EXCERPT →
------------------------------
The number of people working in health care — Minnesota's largest industry by worker head count — typically grows 2.7% between January and December.
But at the end of 2020, the state had 367,000 employees in its hospitals, nursing homes, doctor's offices and walk-in clinics, a decline of 10,000 since the start of the year, state employment data released Thursday show.
The same pattern held at the national level. The 19.9 million Americans working in health care and social-assistance jobs in December represented a decline of about 780,000 since January, the first such decline in federal labor data going back to 1990.
"It's a paradox in a way, because some areas had an intense uptick in demand, but anything that could be viewed as elective ... dropped in demand a lot. So it really shocked the system," said Anthony Schaffhauser, health care workforce development director at HealthForce Minnesota.
A toxic blend of factors
Gov. Tim Walz's March 19 order canceling nonemergency medical and dental procedures statewide, in order to preserve protective equipment and cut transmission rates, was followed by dramatic and immediate workforce cuts in health care, the data show.
------------------------------
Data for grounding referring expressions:

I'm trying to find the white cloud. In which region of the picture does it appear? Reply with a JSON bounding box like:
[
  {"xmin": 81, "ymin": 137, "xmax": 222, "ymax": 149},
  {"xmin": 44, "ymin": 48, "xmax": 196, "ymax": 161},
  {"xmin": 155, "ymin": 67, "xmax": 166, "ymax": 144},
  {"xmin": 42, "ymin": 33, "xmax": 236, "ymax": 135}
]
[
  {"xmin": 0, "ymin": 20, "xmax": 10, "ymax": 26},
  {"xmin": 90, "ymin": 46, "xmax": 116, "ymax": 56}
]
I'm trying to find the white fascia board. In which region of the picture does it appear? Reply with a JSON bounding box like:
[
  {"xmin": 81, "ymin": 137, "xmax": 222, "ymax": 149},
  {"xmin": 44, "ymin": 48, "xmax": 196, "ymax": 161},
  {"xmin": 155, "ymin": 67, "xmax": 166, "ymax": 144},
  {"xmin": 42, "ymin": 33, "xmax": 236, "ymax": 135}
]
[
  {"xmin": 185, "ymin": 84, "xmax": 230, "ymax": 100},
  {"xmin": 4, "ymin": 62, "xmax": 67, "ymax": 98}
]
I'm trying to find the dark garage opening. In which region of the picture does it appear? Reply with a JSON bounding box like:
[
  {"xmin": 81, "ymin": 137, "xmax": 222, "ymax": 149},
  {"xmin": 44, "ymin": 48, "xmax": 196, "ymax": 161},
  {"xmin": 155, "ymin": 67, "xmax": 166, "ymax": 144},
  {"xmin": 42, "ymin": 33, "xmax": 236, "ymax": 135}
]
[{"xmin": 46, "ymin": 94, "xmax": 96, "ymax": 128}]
------------------------------
Could you continue the article on Minnesota's health care job losses in 2020, picking up after its last sentence? The material above stands apart from the passage on Minnesota's health care workforce and has no connection to it.

At the low point, in April, health care providers in the state had shed about 30,000 jobs — nearly 8% of the 377,000-person workforce that existed three months earlier, with the steepest declines in dental offices and physician practices. After layoffs subsided in early summer, renewed hiring cut the year's net loss to 10,000 jobs.
Financial problems at hospitals and medical clinics that led to job cuts were compounded because many people intentionally avoided care, even in emergencies, and others had their options limited when layoffs ended their health insurance.
But not all the job losses in health care were prompted by employers' dwindling finances. Researchers said it appears, anecdotally so far, that grueling working conditions during the pandemic prompted changes like retirements.